Requirements.
**1)** Answer these about the AgentOps session description, one line each, marked (a), (b), (c):
(a) What level is the session labeled?
(b) What is putting an agent into production without evals and tracing compared to?
(c) Which four items make up the governance foundation?
**2)** Return everything in the AgentOps session description from "AgentOps for Real: Evals, Tracing, and" down to "and regression testing.".
**3)** Resume the AgentOps session description after its final sentence.

AgentOps for Real: Evals, Tracing, and Regression Tests for AI Agents

Intermediate
Putting an agent into production without evals and tracing is like stepping into a cave with a dim headlamp and no map. You’ll keep moving… right up until something goes wrong and nobody can explain what happened, why, or whether the last “small prompt tweak” made things worse.

In this demo-heavy session, we’ll turn the Shadow AI reality into visibility without killing innovation by connecting your governance foundation: safe sandboxes, policy guardrails, approved connectors, and an AI registry. You will be equipped with the operational discipline that makes agents production-grade: continuous evaluation, telemetry, tracing, and regression testing.

Data listing.
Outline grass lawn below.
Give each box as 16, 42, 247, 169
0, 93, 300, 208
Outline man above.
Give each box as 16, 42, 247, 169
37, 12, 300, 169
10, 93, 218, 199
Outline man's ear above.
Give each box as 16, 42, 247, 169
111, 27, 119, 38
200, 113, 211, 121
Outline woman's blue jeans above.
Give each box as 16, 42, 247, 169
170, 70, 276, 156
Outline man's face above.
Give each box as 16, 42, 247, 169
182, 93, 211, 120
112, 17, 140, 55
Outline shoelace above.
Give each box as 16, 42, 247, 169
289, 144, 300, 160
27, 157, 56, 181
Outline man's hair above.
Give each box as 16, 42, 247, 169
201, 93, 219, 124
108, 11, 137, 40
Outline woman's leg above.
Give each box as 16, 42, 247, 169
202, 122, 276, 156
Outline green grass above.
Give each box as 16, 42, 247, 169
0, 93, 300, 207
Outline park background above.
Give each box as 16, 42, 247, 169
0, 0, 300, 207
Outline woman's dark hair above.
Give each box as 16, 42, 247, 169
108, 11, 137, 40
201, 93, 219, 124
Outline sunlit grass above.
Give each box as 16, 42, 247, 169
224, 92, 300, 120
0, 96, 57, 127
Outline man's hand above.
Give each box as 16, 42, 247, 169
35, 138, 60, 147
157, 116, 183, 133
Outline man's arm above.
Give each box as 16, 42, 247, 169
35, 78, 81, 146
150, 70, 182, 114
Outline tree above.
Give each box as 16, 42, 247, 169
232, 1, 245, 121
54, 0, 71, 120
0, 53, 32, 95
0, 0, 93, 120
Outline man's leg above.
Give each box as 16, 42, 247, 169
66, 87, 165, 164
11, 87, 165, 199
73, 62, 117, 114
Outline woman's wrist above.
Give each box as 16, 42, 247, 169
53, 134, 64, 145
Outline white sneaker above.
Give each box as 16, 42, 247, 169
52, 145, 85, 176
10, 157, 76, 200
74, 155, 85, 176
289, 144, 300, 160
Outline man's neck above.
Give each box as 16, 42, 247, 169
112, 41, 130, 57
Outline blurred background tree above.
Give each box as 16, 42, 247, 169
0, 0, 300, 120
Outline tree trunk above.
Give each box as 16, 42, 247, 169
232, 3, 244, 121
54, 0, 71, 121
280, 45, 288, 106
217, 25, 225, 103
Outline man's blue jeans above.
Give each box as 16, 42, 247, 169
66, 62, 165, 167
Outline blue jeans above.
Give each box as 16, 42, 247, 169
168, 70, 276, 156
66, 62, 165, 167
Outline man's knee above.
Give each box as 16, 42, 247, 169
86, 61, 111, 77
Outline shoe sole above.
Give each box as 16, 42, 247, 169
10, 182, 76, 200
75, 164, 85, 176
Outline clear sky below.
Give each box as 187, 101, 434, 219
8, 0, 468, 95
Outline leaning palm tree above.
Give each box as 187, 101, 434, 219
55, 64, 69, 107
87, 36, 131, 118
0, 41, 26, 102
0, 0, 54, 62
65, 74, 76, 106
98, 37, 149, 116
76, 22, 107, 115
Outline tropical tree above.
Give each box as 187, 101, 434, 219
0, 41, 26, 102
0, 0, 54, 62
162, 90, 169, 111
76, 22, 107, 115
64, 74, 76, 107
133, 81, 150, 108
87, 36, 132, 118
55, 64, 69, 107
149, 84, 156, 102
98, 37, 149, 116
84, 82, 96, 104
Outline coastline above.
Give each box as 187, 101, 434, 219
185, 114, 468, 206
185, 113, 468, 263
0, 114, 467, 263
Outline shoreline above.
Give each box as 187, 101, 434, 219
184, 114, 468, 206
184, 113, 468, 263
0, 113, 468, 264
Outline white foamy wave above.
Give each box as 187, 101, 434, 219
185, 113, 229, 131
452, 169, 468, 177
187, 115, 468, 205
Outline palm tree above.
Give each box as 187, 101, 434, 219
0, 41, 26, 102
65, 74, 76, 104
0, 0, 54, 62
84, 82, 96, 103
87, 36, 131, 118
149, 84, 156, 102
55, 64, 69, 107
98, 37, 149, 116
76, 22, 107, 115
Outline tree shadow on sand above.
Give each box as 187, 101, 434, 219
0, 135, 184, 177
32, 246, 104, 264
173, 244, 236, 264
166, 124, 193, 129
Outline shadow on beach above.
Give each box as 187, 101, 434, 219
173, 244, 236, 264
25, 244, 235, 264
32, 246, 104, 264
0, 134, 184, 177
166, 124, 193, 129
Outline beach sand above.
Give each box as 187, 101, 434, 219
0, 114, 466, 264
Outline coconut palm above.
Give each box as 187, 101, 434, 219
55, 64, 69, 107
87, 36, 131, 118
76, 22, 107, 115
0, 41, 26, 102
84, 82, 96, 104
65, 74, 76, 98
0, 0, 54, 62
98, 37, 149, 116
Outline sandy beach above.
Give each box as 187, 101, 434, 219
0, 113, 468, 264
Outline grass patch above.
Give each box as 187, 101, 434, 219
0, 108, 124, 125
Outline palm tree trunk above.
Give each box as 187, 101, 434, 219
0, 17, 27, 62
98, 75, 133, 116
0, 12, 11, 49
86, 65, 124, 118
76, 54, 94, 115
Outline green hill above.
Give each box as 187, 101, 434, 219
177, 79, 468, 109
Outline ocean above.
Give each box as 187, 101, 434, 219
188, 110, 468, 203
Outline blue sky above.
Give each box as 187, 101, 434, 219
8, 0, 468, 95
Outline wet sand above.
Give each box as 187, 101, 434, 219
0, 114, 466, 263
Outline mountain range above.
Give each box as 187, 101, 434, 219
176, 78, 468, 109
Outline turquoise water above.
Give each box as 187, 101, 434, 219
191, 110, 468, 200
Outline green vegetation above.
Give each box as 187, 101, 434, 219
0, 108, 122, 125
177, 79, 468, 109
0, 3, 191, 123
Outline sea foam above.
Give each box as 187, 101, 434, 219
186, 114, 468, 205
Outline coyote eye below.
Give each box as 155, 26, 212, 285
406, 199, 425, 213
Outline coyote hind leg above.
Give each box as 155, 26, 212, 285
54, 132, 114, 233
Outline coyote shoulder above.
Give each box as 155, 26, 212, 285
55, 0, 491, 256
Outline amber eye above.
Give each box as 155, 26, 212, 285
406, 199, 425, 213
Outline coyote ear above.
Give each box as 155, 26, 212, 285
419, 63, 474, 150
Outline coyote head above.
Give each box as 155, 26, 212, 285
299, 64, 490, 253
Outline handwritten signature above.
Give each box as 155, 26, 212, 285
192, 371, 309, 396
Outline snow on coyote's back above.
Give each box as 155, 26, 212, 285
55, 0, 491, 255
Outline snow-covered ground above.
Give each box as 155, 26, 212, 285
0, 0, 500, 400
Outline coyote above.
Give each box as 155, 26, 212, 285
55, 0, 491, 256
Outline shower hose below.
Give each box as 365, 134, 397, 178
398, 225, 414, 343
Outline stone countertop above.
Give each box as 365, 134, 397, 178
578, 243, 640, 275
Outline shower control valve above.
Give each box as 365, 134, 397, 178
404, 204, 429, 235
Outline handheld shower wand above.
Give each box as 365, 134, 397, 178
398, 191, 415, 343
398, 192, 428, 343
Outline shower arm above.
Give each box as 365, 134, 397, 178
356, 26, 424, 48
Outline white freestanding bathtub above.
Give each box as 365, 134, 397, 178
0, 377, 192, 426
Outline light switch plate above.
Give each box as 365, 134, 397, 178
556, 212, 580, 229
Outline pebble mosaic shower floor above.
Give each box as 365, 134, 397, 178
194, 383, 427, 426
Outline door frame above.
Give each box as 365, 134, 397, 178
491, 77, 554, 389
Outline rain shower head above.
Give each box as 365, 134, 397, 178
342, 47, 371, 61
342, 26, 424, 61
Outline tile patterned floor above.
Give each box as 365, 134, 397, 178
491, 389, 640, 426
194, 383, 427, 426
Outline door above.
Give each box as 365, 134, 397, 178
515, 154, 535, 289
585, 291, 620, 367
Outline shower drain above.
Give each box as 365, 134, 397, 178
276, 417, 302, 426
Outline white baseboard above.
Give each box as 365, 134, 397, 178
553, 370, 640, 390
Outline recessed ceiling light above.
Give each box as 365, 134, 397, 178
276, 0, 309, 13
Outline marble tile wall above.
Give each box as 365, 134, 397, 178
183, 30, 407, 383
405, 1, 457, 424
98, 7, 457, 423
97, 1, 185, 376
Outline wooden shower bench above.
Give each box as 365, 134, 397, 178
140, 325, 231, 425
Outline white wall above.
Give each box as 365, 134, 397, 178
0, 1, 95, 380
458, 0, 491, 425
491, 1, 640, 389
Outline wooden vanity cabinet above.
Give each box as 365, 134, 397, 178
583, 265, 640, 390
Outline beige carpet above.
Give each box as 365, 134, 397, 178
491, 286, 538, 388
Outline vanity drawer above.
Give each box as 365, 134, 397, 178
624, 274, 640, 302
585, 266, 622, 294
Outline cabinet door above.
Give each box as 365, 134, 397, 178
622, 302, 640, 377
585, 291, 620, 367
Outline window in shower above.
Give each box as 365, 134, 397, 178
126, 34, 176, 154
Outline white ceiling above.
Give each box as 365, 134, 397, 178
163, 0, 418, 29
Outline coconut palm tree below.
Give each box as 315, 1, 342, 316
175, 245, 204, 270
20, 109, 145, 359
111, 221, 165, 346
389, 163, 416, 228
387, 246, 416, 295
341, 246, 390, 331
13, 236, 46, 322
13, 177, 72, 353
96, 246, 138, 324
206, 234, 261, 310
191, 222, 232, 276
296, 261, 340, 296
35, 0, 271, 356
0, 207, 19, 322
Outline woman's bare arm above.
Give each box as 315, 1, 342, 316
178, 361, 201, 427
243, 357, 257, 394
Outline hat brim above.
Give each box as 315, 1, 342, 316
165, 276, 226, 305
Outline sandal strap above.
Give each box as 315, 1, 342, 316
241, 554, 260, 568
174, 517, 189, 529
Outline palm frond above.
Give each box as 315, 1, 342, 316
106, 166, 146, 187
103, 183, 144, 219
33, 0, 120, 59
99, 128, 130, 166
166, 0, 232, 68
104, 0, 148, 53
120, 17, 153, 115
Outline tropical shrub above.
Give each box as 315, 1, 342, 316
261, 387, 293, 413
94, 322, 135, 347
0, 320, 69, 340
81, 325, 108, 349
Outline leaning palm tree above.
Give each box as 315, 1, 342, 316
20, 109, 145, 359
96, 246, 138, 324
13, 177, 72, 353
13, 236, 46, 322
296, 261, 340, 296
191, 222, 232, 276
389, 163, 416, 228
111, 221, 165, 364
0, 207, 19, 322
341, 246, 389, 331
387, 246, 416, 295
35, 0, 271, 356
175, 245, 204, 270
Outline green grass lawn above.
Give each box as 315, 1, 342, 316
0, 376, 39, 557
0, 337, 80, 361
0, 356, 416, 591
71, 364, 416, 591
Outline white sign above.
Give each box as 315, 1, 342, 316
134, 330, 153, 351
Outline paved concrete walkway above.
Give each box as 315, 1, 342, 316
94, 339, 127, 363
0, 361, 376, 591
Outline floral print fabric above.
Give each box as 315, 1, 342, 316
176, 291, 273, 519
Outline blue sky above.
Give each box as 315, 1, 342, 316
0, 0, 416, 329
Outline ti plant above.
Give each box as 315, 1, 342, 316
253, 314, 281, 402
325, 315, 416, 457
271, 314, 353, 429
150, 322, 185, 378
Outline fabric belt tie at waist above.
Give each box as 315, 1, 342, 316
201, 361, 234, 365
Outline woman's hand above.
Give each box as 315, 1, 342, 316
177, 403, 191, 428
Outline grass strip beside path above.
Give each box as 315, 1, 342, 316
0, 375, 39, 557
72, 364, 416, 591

Replies.
**1)**
(a) Intermediate
(b) Stepping into a cave with a dim headlamp and no map
(c) Safe sandboxes, policy guardrails, approved connectors, and an AI registry

**2)**
AgentOps for Real: Evals, Tracing, and Regression Tests for AI Agents

Intermediate
Putting an agent into production without evals and tracing is like stepping into a cave with a dim headlamp and no map. You’ll keep moving… right up until something goes wrong and nobody can explain what happened, why, or whether the last “small prompt tweak” made things worse.

In this demo-heavy session, we’ll turn the Shadow AI reality into visibility without killing innovation by connecting your governance foundation: safe sandboxes, policy guardrails, approved connectors, and an AI registry. You will be equipped with the operational discipline that makes agents production-grade: continuous evaluation, telemetry, tracing, and regression testing.

**3)**
You’ll see a practical AgentOps loop you can plug into real delivery:
• Build golden test sets (happy paths, edge cases, adversarial prompts) and score runs to catch regressions before users do
• Instrument end-to-end tracing across model calls and tool actions so you can replay the decision path. Not just the final answer
• Add quality gates (drift detection, cost/latency thresholds, tool-call correctness) that fail fast instead of failing loudly
• Incorporate safety checks and red-teaming concepts to surface risky behaviors early
• Establish an incident response playbook for agents: triage, rollback, containment, and learning loops

You’ll leave with a clean, repeatable operating model. So, when your agents go deeper, you stay in control.

Speaker note:
Happy to present multiple sessions, former St Louis resident.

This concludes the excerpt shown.